What you should do
In the material below, print every line exactly and omit the pictures.

Provided data
|---|
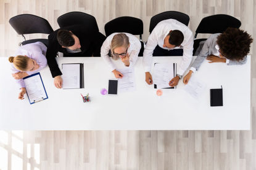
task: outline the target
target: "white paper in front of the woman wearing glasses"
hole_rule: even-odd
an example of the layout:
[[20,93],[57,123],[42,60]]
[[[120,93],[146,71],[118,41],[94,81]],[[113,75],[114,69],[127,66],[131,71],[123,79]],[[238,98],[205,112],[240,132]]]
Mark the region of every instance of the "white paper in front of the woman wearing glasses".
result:
[[118,91],[122,93],[136,90],[133,69],[118,69],[118,71],[123,74],[123,78],[118,79]]

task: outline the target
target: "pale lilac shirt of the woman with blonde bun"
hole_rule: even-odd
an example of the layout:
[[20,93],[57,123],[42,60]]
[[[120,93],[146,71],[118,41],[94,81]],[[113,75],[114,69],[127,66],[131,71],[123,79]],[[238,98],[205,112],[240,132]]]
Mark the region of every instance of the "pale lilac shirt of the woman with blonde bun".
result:
[[[42,42],[35,42],[31,44],[22,45],[21,47],[19,47],[18,50],[15,52],[15,56],[26,55],[29,58],[35,60],[36,63],[39,64],[38,69],[34,71],[25,71],[28,75],[31,75],[35,74],[36,72],[40,71],[41,69],[47,66],[46,50],[47,47]],[[10,63],[10,69],[12,71],[12,74],[20,72],[18,69],[14,67],[13,63]],[[19,84],[20,88],[25,87],[23,79],[17,79],[16,82]]]

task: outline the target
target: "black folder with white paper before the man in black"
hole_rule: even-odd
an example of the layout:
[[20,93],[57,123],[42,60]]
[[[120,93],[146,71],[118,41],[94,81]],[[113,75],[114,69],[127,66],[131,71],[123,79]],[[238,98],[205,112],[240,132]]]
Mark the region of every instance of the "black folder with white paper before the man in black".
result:
[[85,88],[83,63],[62,64],[64,89]]

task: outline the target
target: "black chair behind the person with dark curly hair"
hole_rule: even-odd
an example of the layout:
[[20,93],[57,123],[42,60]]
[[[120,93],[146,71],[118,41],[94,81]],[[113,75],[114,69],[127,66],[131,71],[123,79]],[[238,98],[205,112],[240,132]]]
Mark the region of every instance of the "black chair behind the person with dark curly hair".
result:
[[226,14],[217,14],[211,15],[209,17],[202,18],[199,25],[196,29],[196,34],[194,36],[194,50],[193,55],[195,54],[199,43],[205,41],[206,39],[196,39],[197,34],[215,34],[223,33],[228,27],[239,28],[241,26],[241,21],[237,20],[230,15]]

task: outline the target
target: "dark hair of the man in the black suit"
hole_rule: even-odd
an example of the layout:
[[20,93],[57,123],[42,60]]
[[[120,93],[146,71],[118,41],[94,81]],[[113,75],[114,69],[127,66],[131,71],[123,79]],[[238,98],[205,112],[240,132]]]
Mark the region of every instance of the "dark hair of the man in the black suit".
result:
[[57,32],[57,41],[64,47],[70,47],[75,44],[75,39],[72,37],[73,33],[68,30],[60,29]]

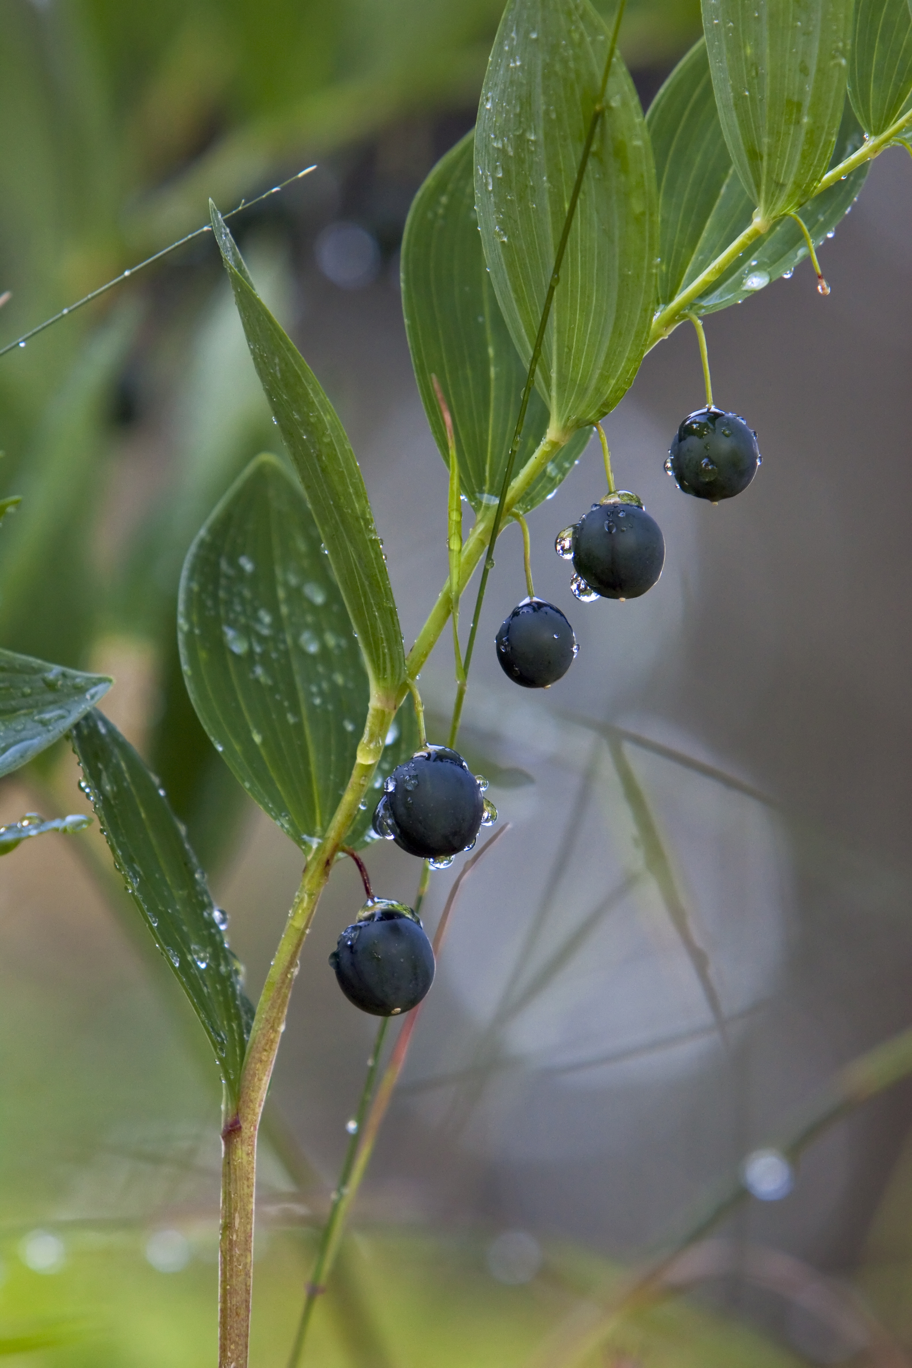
|---|
Output below
task: outline the target
target: "white paper in front of the woman wearing glasses"
hole_rule: even-odd
an example of the layout:
[[20,93],[57,123],[42,60]]
[[[120,93],[146,71],[118,41],[94,81]],[[113,75],[114,69],[127,66],[131,71],[123,79]],[[238,98],[205,112],[240,132]]]
Mark the region of every instance of the "white paper in front of the woman wearing glasses".
result:
[[118,91],[122,93],[136,90],[133,69],[118,69],[118,71],[123,74],[123,78],[118,79]]

task: outline the target
target: "pale lilac shirt of the woman with blonde bun"
hole_rule: even-odd
an example of the layout:
[[20,93],[57,123],[42,60]]
[[[120,93],[146,71],[118,41],[94,81]],[[113,75],[114,69],[127,66],[131,71],[123,79]],[[238,98],[205,112],[240,132]]]
Mark the region of every instance of the "pale lilac shirt of the woman with blonde bun".
result:
[[[42,42],[35,42],[31,44],[22,45],[21,47],[19,47],[18,50],[15,52],[15,56],[26,55],[29,58],[35,60],[36,63],[39,64],[38,69],[34,71],[25,71],[28,75],[31,75],[35,74],[36,72],[40,71],[41,69],[47,66],[46,50],[47,47]],[[10,63],[10,69],[12,71],[12,74],[20,72],[18,69],[14,67],[13,63]],[[19,84],[20,88],[25,87],[23,79],[17,79],[16,82]]]

task: outline the target
target: "black folder with white paper before the man in black"
hole_rule: even-odd
an example of the layout:
[[20,93],[57,123],[42,60]]
[[[120,93],[146,71],[118,41],[94,81]],[[113,75],[114,69],[127,66],[131,71],[123,79]],[[238,98],[205,112],[240,132]]]
Mark the region of every instance of the "black folder with white paper before the man in black".
result:
[[85,88],[83,63],[62,64],[64,89]]

task: outline the target
target: "black chair behind the person with dark curly hair"
hole_rule: even-odd
an example of the layout:
[[20,93],[57,123],[42,60]]
[[[120,93],[146,71],[118,41],[94,81]],[[113,75],[114,69],[127,66],[131,71],[123,79]],[[238,98],[205,112],[240,132]]]
Mark the region of every instance of the "black chair behind the person with dark curly hair".
result:
[[226,14],[217,14],[211,15],[209,17],[202,18],[199,25],[196,29],[196,34],[194,36],[194,50],[193,55],[195,54],[199,43],[205,41],[206,39],[196,39],[197,34],[215,34],[223,33],[228,27],[239,28],[241,26],[241,21],[237,20],[230,15]]

task: outline the target
target: "dark hair of the man in the black suit"
hole_rule: even-odd
an example of the layout:
[[20,93],[57,123],[42,60]]
[[[120,93],[146,71],[118,41],[94,81]],[[113,75],[114,69],[127,66],[131,71],[123,79]],[[238,98],[205,112],[240,132]]]
Mark the region of every instance of the "dark hair of the man in the black suit".
result:
[[57,32],[57,41],[64,47],[70,47],[75,44],[75,39],[72,37],[73,33],[68,30],[60,29]]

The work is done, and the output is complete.